=== What to do ===
Copy out every row below that contains the string "tree", treating uppercase and lowercase letters as different.

=== Input for this task ===
------------------------------------

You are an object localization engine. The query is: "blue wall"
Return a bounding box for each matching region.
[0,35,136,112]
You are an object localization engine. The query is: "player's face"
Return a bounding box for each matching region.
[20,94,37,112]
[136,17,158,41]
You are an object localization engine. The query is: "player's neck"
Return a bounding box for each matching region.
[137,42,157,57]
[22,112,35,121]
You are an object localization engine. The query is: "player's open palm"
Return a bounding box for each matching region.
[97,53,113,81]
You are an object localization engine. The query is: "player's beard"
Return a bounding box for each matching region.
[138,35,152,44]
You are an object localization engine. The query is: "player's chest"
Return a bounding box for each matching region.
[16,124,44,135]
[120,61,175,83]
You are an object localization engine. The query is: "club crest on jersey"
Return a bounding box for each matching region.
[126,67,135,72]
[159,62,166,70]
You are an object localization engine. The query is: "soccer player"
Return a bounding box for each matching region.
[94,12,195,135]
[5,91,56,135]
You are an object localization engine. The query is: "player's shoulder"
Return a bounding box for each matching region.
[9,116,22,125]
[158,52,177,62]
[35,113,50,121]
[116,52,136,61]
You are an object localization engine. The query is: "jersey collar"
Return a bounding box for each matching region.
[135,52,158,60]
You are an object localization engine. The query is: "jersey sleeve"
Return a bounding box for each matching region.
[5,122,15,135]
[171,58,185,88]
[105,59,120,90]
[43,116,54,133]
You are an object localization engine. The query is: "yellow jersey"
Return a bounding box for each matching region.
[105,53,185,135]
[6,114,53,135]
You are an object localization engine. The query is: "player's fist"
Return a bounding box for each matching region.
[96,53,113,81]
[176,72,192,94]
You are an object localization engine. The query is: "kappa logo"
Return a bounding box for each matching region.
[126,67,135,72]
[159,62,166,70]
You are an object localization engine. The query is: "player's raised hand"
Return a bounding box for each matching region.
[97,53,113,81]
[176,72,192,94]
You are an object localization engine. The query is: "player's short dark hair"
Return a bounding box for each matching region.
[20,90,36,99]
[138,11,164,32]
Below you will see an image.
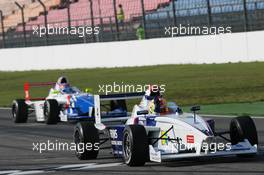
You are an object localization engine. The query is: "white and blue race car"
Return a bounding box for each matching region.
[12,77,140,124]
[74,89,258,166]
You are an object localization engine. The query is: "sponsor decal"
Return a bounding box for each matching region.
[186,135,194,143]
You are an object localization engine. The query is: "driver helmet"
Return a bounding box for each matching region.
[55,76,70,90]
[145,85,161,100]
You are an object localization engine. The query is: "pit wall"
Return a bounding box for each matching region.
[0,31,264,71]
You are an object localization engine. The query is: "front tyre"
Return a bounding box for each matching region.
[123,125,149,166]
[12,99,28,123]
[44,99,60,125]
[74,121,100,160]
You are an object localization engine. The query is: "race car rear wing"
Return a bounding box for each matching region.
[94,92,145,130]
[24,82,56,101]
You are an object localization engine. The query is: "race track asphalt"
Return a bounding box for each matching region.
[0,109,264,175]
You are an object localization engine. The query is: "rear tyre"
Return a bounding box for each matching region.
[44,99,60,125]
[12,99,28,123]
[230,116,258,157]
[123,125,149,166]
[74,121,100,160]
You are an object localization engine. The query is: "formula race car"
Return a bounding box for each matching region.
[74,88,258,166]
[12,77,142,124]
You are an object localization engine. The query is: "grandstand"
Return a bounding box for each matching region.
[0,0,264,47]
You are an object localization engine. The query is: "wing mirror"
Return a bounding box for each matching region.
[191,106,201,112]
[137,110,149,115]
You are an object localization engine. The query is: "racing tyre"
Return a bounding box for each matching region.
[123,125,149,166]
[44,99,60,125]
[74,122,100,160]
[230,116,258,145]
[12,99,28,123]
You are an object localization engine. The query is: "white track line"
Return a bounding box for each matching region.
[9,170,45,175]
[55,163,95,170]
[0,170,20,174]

------------------------------------

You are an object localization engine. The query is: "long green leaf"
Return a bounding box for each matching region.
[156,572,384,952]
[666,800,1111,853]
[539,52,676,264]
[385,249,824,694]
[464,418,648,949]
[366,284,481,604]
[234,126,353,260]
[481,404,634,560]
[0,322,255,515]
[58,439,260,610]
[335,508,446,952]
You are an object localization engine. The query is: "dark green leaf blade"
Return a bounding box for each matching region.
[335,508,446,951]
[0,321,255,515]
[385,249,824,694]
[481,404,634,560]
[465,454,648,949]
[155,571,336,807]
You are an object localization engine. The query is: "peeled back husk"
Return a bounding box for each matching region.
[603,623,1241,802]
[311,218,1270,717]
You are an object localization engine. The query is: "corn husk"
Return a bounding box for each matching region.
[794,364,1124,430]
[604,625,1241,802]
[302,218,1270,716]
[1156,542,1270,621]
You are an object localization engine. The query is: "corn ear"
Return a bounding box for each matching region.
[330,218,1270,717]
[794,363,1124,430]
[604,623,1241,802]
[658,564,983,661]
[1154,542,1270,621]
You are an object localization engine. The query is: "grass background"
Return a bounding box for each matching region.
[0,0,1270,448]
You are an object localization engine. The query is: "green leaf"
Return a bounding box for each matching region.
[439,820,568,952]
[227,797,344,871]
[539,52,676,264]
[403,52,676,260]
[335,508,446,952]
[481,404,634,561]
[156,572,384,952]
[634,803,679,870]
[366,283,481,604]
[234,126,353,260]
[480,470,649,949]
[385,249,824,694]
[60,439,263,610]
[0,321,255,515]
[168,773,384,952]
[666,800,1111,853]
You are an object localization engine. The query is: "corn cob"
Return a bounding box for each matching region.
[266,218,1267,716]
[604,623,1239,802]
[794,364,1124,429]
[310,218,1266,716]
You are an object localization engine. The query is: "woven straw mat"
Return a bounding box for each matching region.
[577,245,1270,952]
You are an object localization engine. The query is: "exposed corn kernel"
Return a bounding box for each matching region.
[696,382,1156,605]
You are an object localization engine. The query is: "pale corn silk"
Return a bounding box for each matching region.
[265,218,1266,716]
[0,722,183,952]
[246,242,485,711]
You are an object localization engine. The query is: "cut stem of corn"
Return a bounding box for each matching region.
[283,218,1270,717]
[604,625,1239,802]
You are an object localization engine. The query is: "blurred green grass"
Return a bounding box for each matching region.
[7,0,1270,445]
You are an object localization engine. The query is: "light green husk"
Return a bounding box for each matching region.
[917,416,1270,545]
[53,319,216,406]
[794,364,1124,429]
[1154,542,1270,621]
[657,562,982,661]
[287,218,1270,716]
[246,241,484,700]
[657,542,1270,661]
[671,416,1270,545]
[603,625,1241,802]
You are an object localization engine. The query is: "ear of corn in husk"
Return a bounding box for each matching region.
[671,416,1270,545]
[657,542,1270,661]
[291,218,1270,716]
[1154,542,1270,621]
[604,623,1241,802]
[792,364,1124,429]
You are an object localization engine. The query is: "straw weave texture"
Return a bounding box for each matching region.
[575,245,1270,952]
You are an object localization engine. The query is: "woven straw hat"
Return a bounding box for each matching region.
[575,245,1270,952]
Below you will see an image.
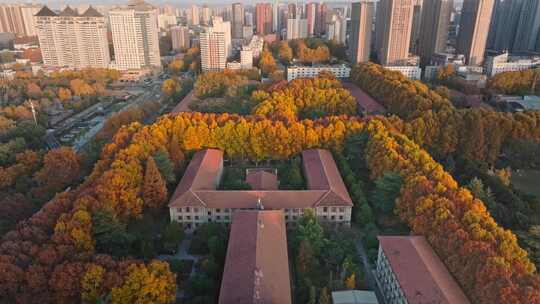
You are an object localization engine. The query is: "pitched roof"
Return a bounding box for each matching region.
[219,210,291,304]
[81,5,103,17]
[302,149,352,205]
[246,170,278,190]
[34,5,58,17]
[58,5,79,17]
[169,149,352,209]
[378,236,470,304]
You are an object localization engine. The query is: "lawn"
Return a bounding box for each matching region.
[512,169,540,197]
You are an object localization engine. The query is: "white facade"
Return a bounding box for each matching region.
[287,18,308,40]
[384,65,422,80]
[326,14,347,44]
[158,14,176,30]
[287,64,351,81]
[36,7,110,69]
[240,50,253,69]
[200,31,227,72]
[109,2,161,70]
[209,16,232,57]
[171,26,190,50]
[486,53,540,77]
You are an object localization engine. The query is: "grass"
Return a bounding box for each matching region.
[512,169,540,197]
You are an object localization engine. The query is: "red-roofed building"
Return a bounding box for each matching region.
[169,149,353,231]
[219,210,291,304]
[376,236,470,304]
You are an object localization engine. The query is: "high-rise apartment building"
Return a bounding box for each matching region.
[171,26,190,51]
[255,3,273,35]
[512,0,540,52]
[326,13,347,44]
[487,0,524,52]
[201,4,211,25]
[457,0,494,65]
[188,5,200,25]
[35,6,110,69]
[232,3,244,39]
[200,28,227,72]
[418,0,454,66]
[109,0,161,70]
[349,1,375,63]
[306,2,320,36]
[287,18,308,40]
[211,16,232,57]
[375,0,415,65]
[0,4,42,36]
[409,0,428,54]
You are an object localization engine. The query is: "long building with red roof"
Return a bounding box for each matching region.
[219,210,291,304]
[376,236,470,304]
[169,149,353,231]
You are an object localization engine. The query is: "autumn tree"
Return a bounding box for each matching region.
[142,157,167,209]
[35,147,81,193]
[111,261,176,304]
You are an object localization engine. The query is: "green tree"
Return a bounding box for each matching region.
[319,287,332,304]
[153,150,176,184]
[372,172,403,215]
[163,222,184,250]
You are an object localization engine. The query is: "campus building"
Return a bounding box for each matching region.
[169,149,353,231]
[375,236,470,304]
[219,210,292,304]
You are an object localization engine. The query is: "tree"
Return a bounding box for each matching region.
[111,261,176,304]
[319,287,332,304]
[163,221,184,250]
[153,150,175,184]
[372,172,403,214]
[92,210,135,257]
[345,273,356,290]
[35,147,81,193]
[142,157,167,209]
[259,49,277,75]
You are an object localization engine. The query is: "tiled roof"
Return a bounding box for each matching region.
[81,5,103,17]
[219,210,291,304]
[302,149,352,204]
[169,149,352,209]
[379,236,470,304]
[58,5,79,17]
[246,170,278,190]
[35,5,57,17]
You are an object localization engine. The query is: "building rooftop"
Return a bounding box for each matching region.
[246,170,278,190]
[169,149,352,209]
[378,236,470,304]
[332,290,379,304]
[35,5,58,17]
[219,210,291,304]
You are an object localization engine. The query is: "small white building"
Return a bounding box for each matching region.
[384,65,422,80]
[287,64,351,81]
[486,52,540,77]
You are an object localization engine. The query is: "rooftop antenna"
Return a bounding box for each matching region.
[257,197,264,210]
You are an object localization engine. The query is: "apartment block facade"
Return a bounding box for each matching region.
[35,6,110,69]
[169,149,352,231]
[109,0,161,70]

------------------------------------

=== Worked solution ===
You are an object localization engine. The query is: "autumn tree"
You are an object localization engine. The query is: "green tree"
You are an object localization engine. The query is: "tree"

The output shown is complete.